Copy nothing but the lines running from the one containing "Target: grassland" through the end of the listing below. Drop the pictures.
◇ ◇ ◇ ◇
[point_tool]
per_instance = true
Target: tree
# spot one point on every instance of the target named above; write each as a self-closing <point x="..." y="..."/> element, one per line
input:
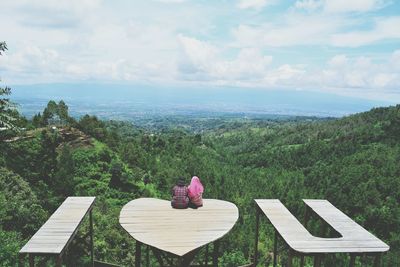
<point x="7" y="108"/>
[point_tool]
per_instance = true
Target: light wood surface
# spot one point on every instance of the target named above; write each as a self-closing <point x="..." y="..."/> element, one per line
<point x="354" y="238"/>
<point x="60" y="228"/>
<point x="178" y="231"/>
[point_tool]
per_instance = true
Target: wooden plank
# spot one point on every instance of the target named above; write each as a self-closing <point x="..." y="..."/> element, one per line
<point x="54" y="235"/>
<point x="178" y="231"/>
<point x="354" y="238"/>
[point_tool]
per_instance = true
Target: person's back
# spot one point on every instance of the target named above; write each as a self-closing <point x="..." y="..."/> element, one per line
<point x="180" y="199"/>
<point x="195" y="192"/>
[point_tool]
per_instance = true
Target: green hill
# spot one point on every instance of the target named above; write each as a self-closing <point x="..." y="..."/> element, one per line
<point x="353" y="162"/>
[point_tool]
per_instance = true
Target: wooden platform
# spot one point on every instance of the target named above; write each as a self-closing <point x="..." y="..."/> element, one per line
<point x="55" y="235"/>
<point x="355" y="239"/>
<point x="178" y="231"/>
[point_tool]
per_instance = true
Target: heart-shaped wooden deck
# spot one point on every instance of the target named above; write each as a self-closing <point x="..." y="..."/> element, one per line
<point x="179" y="231"/>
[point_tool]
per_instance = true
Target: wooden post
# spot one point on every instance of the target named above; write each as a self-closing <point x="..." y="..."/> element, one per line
<point x="147" y="256"/>
<point x="58" y="260"/>
<point x="21" y="260"/>
<point x="302" y="260"/>
<point x="290" y="258"/>
<point x="317" y="260"/>
<point x="158" y="256"/>
<point x="377" y="260"/>
<point x="352" y="260"/>
<point x="215" y="253"/>
<point x="206" y="257"/>
<point x="138" y="253"/>
<point x="91" y="238"/>
<point x="31" y="260"/>
<point x="275" y="247"/>
<point x="256" y="237"/>
<point x="306" y="216"/>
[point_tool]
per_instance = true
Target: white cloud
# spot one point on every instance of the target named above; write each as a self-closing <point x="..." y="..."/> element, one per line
<point x="384" y="28"/>
<point x="342" y="6"/>
<point x="203" y="61"/>
<point x="294" y="29"/>
<point x="256" y="4"/>
<point x="309" y="5"/>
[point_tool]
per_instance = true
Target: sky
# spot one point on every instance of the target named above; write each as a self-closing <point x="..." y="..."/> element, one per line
<point x="344" y="47"/>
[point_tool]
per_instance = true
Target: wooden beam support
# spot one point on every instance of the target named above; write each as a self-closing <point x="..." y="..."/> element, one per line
<point x="275" y="247"/>
<point x="215" y="253"/>
<point x="138" y="253"/>
<point x="91" y="238"/>
<point x="255" y="261"/>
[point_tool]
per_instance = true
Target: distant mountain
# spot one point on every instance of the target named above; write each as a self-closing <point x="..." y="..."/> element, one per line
<point x="129" y="101"/>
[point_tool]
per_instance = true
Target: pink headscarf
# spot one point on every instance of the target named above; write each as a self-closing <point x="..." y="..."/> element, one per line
<point x="195" y="187"/>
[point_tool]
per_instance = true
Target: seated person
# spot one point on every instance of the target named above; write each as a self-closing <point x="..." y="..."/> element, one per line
<point x="195" y="192"/>
<point x="180" y="198"/>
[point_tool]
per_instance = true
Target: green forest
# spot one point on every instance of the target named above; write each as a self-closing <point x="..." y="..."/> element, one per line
<point x="354" y="162"/>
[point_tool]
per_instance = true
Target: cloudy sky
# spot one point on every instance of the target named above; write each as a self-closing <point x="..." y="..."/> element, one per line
<point x="347" y="47"/>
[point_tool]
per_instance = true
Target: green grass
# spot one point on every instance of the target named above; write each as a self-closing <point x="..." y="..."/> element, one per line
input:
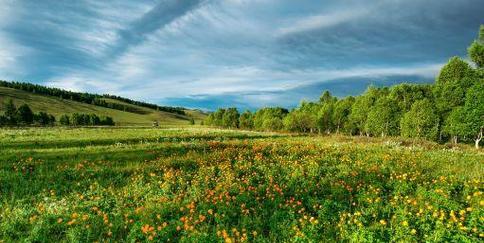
<point x="194" y="184"/>
<point x="58" y="107"/>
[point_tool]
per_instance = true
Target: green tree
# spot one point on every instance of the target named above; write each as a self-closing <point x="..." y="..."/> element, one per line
<point x="218" y="117"/>
<point x="342" y="110"/>
<point x="10" y="112"/>
<point x="383" y="118"/>
<point x="298" y="121"/>
<point x="455" y="125"/>
<point x="94" y="120"/>
<point x="270" y="118"/>
<point x="476" y="50"/>
<point x="325" y="115"/>
<point x="230" y="118"/>
<point x="326" y="97"/>
<point x="42" y="119"/>
<point x="451" y="85"/>
<point x="246" y="120"/>
<point x="77" y="119"/>
<point x="474" y="108"/>
<point x="25" y="115"/>
<point x="406" y="94"/>
<point x="421" y="121"/>
<point x="64" y="120"/>
<point x="107" y="121"/>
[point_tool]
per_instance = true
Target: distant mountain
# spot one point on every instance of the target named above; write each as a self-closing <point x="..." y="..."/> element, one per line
<point x="124" y="111"/>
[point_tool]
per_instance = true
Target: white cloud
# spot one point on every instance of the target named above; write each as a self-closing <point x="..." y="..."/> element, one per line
<point x="321" y="21"/>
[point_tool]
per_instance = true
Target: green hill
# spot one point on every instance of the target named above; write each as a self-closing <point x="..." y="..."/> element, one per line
<point x="56" y="106"/>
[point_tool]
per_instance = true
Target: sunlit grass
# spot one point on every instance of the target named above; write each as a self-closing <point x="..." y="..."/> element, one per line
<point x="208" y="185"/>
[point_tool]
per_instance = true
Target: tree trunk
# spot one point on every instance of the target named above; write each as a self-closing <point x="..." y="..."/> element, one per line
<point x="478" y="138"/>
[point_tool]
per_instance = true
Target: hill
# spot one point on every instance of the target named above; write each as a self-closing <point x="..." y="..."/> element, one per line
<point x="134" y="114"/>
<point x="132" y="184"/>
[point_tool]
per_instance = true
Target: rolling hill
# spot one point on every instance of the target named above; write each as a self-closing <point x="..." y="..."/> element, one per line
<point x="137" y="115"/>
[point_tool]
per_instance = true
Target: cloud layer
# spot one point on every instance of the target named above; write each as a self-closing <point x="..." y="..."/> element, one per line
<point x="247" y="53"/>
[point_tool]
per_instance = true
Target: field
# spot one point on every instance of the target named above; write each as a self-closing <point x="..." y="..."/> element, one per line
<point x="195" y="184"/>
<point x="58" y="107"/>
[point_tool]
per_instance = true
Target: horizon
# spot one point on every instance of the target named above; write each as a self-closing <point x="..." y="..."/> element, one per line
<point x="242" y="53"/>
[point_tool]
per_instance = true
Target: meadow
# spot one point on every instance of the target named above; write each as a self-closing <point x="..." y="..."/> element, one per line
<point x="194" y="184"/>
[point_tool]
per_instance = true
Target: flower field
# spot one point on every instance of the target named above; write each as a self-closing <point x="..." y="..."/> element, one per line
<point x="208" y="185"/>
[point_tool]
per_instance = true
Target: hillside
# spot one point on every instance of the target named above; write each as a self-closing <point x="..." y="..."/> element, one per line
<point x="56" y="106"/>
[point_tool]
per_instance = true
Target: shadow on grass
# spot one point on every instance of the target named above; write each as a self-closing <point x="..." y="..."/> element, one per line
<point x="100" y="142"/>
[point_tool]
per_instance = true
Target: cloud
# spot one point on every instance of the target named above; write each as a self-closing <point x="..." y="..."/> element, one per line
<point x="245" y="52"/>
<point x="162" y="14"/>
<point x="317" y="22"/>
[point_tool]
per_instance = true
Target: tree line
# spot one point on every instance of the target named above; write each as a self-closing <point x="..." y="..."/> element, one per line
<point x="24" y="116"/>
<point x="450" y="109"/>
<point x="93" y="99"/>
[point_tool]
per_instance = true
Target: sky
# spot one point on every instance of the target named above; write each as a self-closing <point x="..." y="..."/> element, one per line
<point x="223" y="53"/>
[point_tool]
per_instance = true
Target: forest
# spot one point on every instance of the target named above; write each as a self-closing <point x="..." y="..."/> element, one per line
<point x="452" y="108"/>
<point x="94" y="99"/>
<point x="24" y="116"/>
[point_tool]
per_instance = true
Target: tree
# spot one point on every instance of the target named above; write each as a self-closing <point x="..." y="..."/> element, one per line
<point x="10" y="112"/>
<point x="406" y="94"/>
<point x="218" y="117"/>
<point x="298" y="121"/>
<point x="231" y="118"/>
<point x="456" y="69"/>
<point x="383" y="118"/>
<point x="361" y="108"/>
<point x="455" y="124"/>
<point x="270" y="118"/>
<point x="476" y="50"/>
<point x="94" y="120"/>
<point x="421" y="121"/>
<point x="64" y="120"/>
<point x="309" y="115"/>
<point x="474" y="108"/>
<point x="246" y="120"/>
<point x="342" y="110"/>
<point x="25" y="115"/>
<point x="42" y="119"/>
<point x="77" y="119"/>
<point x="452" y="84"/>
<point x="325" y="114"/>
<point x="3" y="120"/>
<point x="107" y="121"/>
<point x="325" y="97"/>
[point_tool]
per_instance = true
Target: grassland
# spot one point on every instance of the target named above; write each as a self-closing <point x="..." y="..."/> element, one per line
<point x="205" y="185"/>
<point x="58" y="107"/>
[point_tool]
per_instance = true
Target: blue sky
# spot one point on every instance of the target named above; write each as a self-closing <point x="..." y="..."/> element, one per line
<point x="244" y="53"/>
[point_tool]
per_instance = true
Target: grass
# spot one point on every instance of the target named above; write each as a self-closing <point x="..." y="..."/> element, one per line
<point x="58" y="107"/>
<point x="195" y="184"/>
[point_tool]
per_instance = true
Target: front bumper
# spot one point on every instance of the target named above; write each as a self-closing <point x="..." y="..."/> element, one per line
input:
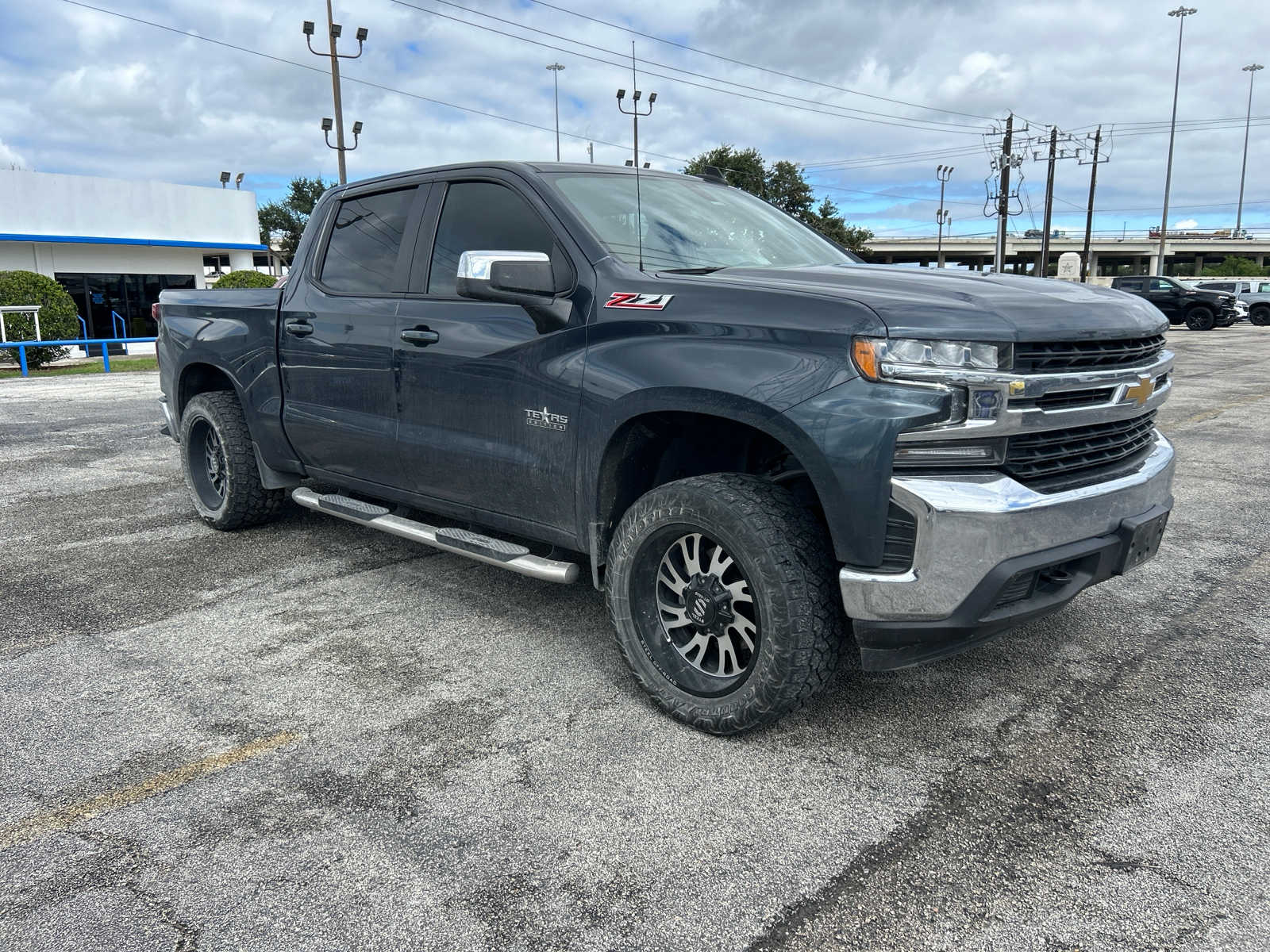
◇ ◇ ◇ ◇
Response |
Target: grassland
# spot one point on every instance of the target named above; write each as a self-closing <point x="..." y="..."/> element, one per line
<point x="205" y="185"/>
<point x="58" y="107"/>
[point_tool]
per_instance = true
Target: blue sky
# spot one point on every instance of the target named above; write each as a self-closing <point x="..." y="..."/> element, one per line
<point x="244" y="53"/>
[point_tool]
per_instance = true
Target: grass
# spot one point on every instance of the target named above; write each as a self-closing <point x="..." y="..."/> element, one per line
<point x="58" y="107"/>
<point x="195" y="184"/>
[point_tool]
per_instance = true
Target: front bumper
# spot one point on every instance of the target named above; write each as a self-closing <point x="..." y="..."/> element, one per line
input:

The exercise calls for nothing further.